SHORT TASK ▸ Output exactly the lines from the line with "opening in the photo above." through the end of the records below. Include nothing else.

[Pointing dataset records]
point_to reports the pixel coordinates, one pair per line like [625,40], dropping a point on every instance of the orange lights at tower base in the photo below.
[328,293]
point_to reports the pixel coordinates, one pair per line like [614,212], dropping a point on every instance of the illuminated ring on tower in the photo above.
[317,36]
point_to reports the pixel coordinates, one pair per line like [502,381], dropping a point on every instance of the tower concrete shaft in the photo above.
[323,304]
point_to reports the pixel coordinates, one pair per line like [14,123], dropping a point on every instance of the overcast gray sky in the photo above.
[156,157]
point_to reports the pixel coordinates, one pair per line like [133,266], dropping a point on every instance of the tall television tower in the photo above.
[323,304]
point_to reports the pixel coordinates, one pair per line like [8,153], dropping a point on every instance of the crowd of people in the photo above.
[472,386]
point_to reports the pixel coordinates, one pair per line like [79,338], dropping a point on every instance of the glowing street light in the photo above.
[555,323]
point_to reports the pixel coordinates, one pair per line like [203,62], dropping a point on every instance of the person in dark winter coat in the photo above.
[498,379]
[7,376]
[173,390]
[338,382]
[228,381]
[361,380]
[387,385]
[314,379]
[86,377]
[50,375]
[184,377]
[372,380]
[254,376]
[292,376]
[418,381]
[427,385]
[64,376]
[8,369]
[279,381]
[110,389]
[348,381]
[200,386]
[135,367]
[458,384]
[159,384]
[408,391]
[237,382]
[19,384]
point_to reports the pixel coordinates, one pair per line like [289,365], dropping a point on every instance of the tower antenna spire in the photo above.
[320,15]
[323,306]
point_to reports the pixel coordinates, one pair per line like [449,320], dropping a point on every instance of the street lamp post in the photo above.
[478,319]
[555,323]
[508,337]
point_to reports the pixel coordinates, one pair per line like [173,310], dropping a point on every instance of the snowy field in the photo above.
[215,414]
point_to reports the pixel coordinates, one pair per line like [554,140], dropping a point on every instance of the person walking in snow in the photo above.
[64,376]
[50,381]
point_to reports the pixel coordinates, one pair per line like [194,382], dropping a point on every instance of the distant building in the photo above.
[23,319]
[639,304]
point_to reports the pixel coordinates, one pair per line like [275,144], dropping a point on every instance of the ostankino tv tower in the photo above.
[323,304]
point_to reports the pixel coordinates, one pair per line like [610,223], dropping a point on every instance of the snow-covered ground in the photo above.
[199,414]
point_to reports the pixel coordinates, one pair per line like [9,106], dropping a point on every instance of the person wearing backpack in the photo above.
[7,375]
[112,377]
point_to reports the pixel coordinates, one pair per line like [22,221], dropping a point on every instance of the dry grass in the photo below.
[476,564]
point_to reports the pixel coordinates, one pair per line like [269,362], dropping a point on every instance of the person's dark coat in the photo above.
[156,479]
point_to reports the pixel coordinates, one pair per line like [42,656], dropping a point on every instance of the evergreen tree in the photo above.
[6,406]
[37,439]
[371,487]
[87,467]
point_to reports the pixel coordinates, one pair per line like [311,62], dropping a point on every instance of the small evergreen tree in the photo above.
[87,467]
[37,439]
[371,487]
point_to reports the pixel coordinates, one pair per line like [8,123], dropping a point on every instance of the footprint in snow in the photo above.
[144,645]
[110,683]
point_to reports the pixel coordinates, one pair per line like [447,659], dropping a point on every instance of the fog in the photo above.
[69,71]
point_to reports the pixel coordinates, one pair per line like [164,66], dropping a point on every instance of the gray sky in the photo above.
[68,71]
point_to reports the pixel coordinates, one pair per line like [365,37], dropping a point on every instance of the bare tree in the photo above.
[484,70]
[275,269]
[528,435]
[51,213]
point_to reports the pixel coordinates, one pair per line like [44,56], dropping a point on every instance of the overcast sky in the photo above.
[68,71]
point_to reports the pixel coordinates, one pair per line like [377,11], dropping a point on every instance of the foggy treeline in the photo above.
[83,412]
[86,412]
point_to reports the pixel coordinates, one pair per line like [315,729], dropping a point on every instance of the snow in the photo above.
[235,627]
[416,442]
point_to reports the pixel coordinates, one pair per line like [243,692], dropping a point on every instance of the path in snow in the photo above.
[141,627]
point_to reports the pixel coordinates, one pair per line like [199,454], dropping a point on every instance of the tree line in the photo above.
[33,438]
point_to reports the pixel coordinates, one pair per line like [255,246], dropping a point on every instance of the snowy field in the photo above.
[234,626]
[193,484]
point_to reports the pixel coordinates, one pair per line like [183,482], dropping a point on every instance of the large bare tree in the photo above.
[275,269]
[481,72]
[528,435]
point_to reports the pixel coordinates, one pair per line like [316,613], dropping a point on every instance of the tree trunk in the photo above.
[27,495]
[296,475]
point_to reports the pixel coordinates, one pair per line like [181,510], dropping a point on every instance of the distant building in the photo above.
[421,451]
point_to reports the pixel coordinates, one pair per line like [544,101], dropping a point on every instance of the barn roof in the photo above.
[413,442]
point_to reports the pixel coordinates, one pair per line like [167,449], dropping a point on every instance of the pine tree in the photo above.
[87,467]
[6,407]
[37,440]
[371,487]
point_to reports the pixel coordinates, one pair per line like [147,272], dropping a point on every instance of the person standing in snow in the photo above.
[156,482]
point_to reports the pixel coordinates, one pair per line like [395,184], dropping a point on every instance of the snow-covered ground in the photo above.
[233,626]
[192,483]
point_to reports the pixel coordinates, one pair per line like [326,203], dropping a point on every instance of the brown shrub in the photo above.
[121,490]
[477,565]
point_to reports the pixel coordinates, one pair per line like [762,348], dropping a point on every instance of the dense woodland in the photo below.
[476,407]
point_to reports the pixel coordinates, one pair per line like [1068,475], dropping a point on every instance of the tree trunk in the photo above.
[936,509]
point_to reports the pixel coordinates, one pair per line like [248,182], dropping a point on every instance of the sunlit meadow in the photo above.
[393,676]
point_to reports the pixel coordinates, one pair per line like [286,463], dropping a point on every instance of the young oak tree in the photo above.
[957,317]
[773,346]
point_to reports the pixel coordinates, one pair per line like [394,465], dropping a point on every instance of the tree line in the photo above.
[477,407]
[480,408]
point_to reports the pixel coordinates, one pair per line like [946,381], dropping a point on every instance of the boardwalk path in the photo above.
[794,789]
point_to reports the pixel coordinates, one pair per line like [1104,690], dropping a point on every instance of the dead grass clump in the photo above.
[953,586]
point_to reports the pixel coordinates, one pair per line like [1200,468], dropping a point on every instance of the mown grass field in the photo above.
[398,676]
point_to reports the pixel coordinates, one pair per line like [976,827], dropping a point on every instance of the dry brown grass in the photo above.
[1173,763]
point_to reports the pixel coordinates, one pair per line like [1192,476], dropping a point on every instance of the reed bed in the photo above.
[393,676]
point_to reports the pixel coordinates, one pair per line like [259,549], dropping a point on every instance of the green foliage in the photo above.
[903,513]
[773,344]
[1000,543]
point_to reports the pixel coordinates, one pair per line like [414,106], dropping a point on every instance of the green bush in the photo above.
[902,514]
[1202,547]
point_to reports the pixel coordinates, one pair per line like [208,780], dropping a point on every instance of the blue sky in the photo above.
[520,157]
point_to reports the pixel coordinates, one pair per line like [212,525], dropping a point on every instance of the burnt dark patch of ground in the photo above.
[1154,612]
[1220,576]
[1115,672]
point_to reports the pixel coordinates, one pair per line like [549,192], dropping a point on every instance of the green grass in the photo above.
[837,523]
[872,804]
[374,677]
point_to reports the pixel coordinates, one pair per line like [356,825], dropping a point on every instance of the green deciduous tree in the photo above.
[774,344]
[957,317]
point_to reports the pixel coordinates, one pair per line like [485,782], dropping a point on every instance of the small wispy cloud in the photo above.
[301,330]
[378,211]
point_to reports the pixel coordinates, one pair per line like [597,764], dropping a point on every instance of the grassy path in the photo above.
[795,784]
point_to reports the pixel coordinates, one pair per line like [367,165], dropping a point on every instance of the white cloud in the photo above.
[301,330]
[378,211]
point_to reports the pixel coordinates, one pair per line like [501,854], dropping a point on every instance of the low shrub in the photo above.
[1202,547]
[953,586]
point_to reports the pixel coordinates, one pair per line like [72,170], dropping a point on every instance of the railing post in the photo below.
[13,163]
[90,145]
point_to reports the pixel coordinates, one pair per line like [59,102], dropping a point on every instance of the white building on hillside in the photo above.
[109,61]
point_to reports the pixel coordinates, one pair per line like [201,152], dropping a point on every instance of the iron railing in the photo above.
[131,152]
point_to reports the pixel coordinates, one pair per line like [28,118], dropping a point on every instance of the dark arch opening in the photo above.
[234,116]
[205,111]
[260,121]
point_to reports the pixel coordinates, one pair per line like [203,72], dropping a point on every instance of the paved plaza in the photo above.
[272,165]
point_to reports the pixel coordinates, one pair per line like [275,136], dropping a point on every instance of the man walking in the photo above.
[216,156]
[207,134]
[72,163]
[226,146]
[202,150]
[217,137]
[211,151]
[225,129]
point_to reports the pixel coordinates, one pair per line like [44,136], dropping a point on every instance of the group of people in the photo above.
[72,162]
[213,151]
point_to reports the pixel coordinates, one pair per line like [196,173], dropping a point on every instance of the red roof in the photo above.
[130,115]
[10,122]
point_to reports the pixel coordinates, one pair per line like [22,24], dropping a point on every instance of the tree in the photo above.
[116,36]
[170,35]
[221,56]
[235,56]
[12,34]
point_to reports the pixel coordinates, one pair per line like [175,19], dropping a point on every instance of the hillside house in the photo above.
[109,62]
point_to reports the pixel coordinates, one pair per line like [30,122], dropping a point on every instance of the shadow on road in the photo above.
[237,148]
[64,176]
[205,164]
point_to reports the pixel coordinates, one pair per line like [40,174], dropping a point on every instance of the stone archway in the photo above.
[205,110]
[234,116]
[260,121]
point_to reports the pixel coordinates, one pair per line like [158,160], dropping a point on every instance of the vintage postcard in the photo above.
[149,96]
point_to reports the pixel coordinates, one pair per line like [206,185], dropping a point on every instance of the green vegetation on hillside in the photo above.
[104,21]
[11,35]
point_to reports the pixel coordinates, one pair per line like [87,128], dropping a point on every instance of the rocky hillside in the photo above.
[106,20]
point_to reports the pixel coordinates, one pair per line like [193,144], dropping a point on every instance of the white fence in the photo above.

SOLUTION TO THIS EXERCISE ▸
point_to reports the pixel coordinates, one pair per line like [28,118], dropping a point on every instance of the dark arch opening in the photo above.
[234,116]
[205,111]
[260,121]
point_to reports the pixel coordinates, one pair per line like [203,72], dropping a point on every instance of the paved plaza in the photo above.
[272,165]
point_to reports the pixel coordinates, one pair per line like [275,136], dropping a point on every instance of the man walking in the photo above.
[216,156]
[207,134]
[72,163]
[226,146]
[202,150]
[217,137]
[211,151]
[225,129]
point_to reports the pixel coordinates, one pair per line like [44,136], dropping a point on every instance of the group of people in the photo above.
[72,162]
[213,151]
point_to reports the pixel coordinates, one pair per line like [196,173], dropping a point on every instance of the red roof in the photo above.
[130,115]
[10,122]
point_to reports the pixel coordinates, one pair per line like [22,24], dropping a point on every instance of the tree in the photo above.
[116,36]
[170,35]
[221,56]
[235,56]
[12,34]
point_to reports the pixel coordinates, one pair per line like [175,19], dropping a point on every instance of the hillside house in the photo above.
[109,62]
point_to reports the pixel coordinates, one pair per line like [30,122], dropping a point on every instance of the shadow on road in the photo above.
[237,148]
[64,176]
[205,164]
point_to reports the pixel coordinates, one pair per line like [40,174], dropping a point on every instance of the stone archway in the photo above.
[205,110]
[234,116]
[260,121]
point_to reports the pixel coordinates, one pair per line like [158,160], dropping a point on every instance of the vintage postcard in the photo above.
[149,96]
point_to reports the pixel coordinates, one pair per line like [206,185], dropping a point on every instance of the green vegetation on hillside in the photo above.
[104,21]
[11,35]
point_to reports the pixel coordinates, one pair per line like [87,128], dropping a point on every instance of the rocky hillside in the photo above.
[106,20]
point_to reports the pixel coordinates, one pair per line like [193,144], dropping a point on every instance of the white fence in the photo above.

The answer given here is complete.